Short exercise 1:
Summarize the passage below, a critique of a book's vision of the Firm of the Future, in two sentences.

Page extract:
For as many topics as we agree on above, I’m afraid the chasm that exists between my vision of the Firm of the Future and the one laid out in this book is simply irreconcilable.

But as with most disagreements, this is more a conflict of visions rather than a disagreement about facts. I’m reminded of what Blaise Pascal wrote in Pensees:

When we wish to reprove with profit, and show another that he is mistaken, we must observe on what side he looks at the thing, for it is usually true on that side, and to admit to him that truth, but to discover to him the side whereon it is false. He is pleased with this, for he perceives that he was not mistaken, and that he only failed to look on all sides.

The side the authors are coming from is to build the McDonald’s of professional firms, by laying out a path for creating “a highly efficient money-making practice.”

Yet a glaring omission from this work is any mention of the knowledge economy, or knowledge workers. This is the dimension the book ignores completely.

Input records:
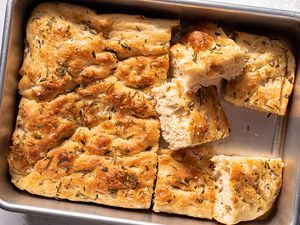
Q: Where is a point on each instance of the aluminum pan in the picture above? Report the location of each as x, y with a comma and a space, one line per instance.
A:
278, 136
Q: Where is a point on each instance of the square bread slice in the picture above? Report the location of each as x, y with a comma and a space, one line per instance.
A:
87, 129
246, 187
205, 56
185, 182
267, 80
189, 119
69, 172
69, 45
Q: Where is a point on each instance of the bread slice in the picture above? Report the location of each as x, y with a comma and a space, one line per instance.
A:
69, 45
246, 187
268, 78
185, 182
189, 119
69, 172
205, 56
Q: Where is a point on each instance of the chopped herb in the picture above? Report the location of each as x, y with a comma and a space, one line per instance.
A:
125, 46
83, 171
104, 169
94, 54
139, 29
61, 71
37, 136
248, 43
106, 151
49, 158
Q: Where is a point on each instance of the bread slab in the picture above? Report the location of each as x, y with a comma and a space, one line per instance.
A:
87, 129
268, 78
69, 45
246, 187
189, 119
185, 182
205, 56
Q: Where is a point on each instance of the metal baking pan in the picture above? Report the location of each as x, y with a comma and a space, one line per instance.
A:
253, 133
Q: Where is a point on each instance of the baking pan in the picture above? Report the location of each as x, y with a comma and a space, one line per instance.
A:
253, 133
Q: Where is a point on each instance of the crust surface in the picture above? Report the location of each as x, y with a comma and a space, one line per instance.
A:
205, 56
246, 187
268, 78
87, 129
185, 182
189, 119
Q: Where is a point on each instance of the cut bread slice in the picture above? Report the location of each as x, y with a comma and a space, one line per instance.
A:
205, 56
189, 119
185, 182
268, 78
246, 187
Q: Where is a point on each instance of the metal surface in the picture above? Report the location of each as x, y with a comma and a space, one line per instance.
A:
253, 133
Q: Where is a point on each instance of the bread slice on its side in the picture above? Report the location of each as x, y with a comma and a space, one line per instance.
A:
246, 187
268, 78
185, 182
189, 119
205, 56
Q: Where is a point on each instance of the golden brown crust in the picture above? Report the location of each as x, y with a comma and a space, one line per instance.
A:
189, 119
246, 187
69, 45
185, 182
143, 72
268, 78
204, 57
71, 173
87, 129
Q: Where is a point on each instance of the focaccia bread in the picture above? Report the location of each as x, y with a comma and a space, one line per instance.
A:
246, 187
189, 119
205, 56
185, 182
87, 129
268, 78
68, 45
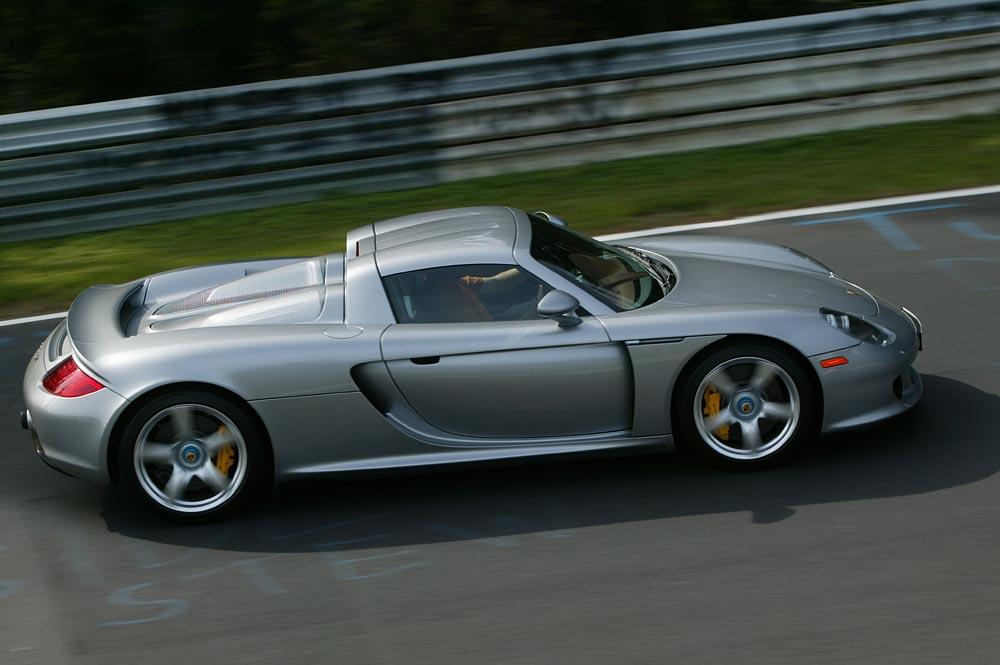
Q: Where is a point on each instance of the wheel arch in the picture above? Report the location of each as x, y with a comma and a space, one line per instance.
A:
732, 340
121, 422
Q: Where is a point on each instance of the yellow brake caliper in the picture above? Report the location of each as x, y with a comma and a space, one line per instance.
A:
713, 399
224, 460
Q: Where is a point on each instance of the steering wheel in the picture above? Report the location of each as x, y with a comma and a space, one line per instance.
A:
619, 278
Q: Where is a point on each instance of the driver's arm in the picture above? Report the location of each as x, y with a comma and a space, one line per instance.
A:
498, 283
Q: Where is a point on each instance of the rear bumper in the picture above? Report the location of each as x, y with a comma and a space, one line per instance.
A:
70, 434
877, 382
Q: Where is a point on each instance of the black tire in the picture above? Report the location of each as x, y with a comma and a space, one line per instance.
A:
248, 447
732, 444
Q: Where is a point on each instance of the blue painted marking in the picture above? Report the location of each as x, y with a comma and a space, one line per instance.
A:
344, 568
881, 222
171, 606
955, 268
972, 230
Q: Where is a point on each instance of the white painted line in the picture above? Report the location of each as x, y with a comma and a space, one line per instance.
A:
32, 319
752, 219
803, 212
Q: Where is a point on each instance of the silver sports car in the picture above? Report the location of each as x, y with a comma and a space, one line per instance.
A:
452, 336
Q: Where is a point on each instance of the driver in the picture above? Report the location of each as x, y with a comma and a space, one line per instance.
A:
501, 282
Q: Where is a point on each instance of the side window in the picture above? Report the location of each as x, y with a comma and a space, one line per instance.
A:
461, 294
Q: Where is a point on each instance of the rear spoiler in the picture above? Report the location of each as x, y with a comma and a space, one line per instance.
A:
101, 313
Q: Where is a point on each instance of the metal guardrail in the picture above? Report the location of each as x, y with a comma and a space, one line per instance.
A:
112, 164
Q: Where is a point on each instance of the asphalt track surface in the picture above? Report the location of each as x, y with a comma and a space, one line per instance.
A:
880, 545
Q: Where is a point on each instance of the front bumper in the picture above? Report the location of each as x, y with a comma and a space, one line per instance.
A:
69, 434
877, 382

Short exercise 2:
Return every line of the records that contains the string "driver", with case counting.

Final answer 1:
The writer holds that their vision of the Firm of the Future and the book's are irreconcilable, though this is a conflict of visions rather than of facts, and cites Pascal's advice to grant the side on which another's view is true before showing the side on which it is false. The authors aim to build the McDonald's of professional firms, "a highly efficient money-making practice," yet the book never mentions the knowledge economy or knowledge workers.

Final answer 2:
Q: Where is a point on each instance of the driver's arm in the picture above? Report the location of each as x, y with a comma and a space, one line per instance.
Q: Where is a point on each instance of the driver in the picture above? Report the location of each as x, y with a comma and a space, one line per instance.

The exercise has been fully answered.